§ **WORK ORDER**: Track down each line below containing the string "woman" and copy it.

═══ DATA SUPPLIED ═══

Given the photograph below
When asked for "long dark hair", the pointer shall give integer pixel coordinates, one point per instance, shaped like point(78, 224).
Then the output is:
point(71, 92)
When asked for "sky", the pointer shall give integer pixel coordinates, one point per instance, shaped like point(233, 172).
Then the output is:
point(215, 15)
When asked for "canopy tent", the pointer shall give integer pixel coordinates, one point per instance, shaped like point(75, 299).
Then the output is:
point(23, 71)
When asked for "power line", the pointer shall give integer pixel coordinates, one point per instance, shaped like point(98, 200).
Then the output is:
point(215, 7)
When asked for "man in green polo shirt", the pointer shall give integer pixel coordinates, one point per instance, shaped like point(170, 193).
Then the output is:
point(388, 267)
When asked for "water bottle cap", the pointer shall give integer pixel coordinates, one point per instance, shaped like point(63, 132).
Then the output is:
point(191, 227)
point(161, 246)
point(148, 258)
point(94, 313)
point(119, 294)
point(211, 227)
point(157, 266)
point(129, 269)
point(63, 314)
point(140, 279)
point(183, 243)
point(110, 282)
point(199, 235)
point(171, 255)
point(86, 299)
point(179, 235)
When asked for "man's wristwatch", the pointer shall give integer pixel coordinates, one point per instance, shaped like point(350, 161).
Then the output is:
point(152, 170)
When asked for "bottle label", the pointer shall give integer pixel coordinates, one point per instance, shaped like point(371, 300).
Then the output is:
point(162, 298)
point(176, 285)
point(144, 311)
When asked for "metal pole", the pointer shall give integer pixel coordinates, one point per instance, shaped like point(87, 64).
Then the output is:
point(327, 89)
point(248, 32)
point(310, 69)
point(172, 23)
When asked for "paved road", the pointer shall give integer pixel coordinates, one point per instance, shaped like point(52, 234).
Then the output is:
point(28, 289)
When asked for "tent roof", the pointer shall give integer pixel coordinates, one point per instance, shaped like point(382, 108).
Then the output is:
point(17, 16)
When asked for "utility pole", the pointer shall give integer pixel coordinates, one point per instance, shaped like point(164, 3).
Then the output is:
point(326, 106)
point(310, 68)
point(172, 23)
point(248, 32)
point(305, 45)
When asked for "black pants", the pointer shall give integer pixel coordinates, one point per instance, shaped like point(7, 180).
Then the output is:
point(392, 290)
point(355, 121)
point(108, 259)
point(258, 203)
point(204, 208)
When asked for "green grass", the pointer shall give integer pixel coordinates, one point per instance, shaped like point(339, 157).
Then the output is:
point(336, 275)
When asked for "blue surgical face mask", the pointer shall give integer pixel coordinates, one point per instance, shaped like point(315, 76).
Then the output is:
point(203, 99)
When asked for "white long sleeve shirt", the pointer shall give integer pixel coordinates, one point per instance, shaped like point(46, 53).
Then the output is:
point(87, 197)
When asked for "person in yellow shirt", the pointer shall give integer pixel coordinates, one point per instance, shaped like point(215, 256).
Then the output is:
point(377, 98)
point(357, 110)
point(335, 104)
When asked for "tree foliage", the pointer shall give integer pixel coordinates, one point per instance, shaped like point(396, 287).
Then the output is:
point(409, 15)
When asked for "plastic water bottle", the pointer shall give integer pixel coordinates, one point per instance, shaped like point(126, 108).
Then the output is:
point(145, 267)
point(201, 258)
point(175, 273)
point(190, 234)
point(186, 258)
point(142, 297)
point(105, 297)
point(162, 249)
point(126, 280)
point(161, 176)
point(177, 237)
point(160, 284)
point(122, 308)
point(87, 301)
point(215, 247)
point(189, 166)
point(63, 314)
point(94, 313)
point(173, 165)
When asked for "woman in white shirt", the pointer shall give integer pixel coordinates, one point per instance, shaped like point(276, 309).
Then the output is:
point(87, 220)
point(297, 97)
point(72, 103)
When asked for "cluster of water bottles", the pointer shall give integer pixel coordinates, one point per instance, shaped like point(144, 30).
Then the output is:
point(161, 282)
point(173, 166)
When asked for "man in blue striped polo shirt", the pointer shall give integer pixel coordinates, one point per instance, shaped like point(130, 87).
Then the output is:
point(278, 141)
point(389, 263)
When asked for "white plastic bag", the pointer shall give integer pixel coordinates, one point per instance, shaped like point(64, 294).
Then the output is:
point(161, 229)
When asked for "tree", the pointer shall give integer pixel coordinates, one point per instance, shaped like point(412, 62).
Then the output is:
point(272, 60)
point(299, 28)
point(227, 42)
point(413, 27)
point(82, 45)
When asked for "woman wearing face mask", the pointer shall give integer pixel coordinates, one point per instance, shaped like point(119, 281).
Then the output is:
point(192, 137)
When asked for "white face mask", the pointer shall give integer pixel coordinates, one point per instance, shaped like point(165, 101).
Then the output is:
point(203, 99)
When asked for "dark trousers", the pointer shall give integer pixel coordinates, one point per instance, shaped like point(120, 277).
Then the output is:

═══

§ **WRITTEN SOLUTION**:
When asked for "woman in white shirt", the pointer shall give integer pixel coordinates, one point per instance, shaped like point(276, 309).
When asked for "woman wearing face mask", the pointer shall give integer pixel coordinates, one point per instance, shaped like point(119, 281).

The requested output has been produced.